◆ **Ketentuan Tugas**:
(1) Apa hambatan pertama penerapan UU Desa yang disebut Marwan dalam artikel tentang UU Desa?
(2) Cetak ulang bagian artikel tentang UU Desa mulai dari "Prima Gumilang |" sampai dengan "Tertinggal, dan Transmigrasi)", tanpa mengubah satu kata pun.
(3) Bagaimana kalimat "Undang-undang Desa dibentuk agar aparat desa bisa membangun dan menata dirinya secara mandiri." dari artikel tentang UU Desa jika diterjemahkan ke dalam bahasa Inggris?

◆ **Kutipan Dokumen**:
•••

Menteri Marwan Curhat soal Hambatan Penerapan UU Desa

Prima Gumilang | CNN Indonesia
Selasa, 15 Des 2015 23:49 WIB
Undang-undang Desa dibentuk agar aparat desa bisa membangun dan menata dirinya secara mandiri. Dalam pelaksanaanya masih ada beberapa tantangan.
Menteri Marwan Jafar mengatakan masih ada hambatan dalam penerapan Undang-undang Desa. (Dok. Kementerian Desa, Pembangunan Daerah Tertinggal, dan Transmigrasi)
Jakarta, CNN Indonesia -- Menteri Desa, Pembangunan Daerah Tertinggal dan Transmigrasi Marwan Jafar mengakui bahwa pelaksanaan Undang-undang Nomor 6 tahun 2014 Tentang Desa masih mengalami berbagai hambatan dan tantangan. Padahal keberadaan undang-undang tersebut memberi harapan dan peluang bagi desa untuk membangun dan menata desa secara mandiri.

Hambatan pertama, kata Marwan, adanya fragmentasi penafsiran Undang-Undang Desa di tingkat elit. Hal ini berimplikasi pada proses implementasi dan pencapaian mandat yang tidak utuh, bahkan mengarah pada pembelokan terhadap mandat Undang-Undang Desa.

Di tingkat pemerintahan desa, kata Marwan, kerap terjadi pragmatisme yang mengarah pada hilangnya kreativitas dalam menggali sumber daya lokal di desa. Hal ini menjadi hambatan kedua.

ADVERTISEMENT

SCROLL TO CONTINUE WITH CONTENT

Dana desa yang seharusnya dimanfaatkan untuk meningkatkan kemandirian dan kesejahteraan masyarakat desa, hingga kini belum digunakan secara optimal untuk menggali sumber pendapatan baru melalui investasi produktif yang dijalankan oleh masyarakat.

"Penggunaan Dana Desa masih melakukan replikasi atas village project sebelumnya yang bias pembangunan infrastruktur," kata Marwan dalam acara Rembug Nasional Desa Membangun Indonesia di Jakarta, Selasa (15/12).

Persoalan berikutnya, kata Marwan, demokratisasi di desa masih menghadapi kendala praktik administratif. Aparat daerah cenderung melakukan tindakan kepatuhan dari pusat untuk mengendalikan pemerintah desa, termasuk dalam hal penggunaan dana desa.

Padahal menurutnya, Undang-Undang Desa telah mengakui kewenangan yang dimiliki oleh desa dalam mengatur dan mengurus kepentingan masyarakat berdasarkan hak asal-usul, adat istiadat, dan nilai sosial budaya secara demokratis dan partisipatif.

•••

◆ **Butir Tersedia**:
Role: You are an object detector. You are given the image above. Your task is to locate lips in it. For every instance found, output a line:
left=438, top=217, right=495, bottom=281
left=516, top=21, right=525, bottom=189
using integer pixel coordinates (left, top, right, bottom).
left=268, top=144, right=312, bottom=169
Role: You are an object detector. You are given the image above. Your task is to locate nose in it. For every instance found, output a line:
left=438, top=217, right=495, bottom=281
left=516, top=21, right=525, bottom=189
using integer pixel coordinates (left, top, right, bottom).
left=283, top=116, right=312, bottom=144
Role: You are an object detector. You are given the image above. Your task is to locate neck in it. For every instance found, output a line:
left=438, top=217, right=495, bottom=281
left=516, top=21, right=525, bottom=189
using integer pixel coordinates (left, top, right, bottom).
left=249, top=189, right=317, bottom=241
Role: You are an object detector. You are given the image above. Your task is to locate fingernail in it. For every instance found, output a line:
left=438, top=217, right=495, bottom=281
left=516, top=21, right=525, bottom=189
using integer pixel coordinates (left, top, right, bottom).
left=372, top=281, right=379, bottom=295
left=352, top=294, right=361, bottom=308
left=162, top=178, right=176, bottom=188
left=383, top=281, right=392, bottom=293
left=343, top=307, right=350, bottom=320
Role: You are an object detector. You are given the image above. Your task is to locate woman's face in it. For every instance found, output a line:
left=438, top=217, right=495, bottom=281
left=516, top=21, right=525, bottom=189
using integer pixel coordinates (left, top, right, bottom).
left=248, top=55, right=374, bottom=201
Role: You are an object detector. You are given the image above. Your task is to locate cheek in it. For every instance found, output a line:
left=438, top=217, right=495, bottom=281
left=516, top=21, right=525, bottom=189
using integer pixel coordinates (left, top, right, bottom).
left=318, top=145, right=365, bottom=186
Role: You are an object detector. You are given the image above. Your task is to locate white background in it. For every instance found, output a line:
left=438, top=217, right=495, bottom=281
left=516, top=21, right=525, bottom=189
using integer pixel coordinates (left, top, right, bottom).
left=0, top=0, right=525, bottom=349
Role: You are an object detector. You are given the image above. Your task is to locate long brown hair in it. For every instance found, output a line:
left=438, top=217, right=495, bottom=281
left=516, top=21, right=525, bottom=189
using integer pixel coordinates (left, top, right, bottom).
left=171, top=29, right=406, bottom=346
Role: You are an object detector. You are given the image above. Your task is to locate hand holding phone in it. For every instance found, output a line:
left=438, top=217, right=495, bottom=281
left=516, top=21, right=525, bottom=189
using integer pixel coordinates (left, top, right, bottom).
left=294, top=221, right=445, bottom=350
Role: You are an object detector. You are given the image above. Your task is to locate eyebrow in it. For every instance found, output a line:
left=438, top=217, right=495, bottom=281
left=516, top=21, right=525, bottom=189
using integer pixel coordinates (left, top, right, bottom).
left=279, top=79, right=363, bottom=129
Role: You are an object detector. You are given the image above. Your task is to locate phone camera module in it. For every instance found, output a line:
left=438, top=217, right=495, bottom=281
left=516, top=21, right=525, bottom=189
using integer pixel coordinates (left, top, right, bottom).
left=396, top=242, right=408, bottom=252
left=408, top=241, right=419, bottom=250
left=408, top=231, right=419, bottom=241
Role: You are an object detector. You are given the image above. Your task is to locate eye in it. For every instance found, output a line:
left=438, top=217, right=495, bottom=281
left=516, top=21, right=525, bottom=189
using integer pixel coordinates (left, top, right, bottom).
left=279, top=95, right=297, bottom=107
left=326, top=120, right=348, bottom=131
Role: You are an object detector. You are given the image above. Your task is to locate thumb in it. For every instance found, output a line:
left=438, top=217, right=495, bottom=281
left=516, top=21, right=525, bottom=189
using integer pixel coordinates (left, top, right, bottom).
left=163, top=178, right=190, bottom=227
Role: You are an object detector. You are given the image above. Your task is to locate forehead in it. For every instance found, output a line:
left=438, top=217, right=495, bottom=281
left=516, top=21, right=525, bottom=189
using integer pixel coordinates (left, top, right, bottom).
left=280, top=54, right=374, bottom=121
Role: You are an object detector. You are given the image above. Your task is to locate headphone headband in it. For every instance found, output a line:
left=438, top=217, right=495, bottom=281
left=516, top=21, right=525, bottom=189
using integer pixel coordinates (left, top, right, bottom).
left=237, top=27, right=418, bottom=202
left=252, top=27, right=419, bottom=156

•••

◆ **Penyelesaian Lengkap**:
(1) Adanya fragmentasi penafsiran Undang-Undang Desa di tingkat elit.

(2)
Prima Gumilang | CNN Indonesia
Selasa, 15 Des 2015 23:49 WIB
Undang-undang Desa dibentuk agar aparat desa bisa membangun dan menata dirinya secara mandiri. Dalam pelaksanaanya masih ada beberapa tantangan.
Menteri Marwan Jafar mengatakan masih ada hambatan dalam penerapan Undang-undang Desa. (Dok. Kementerian Desa, Pembangunan Daerah Tertinggal, dan Transmigrasi)

(3) The Village Law was created so that village officials could develop and organize themselves independently.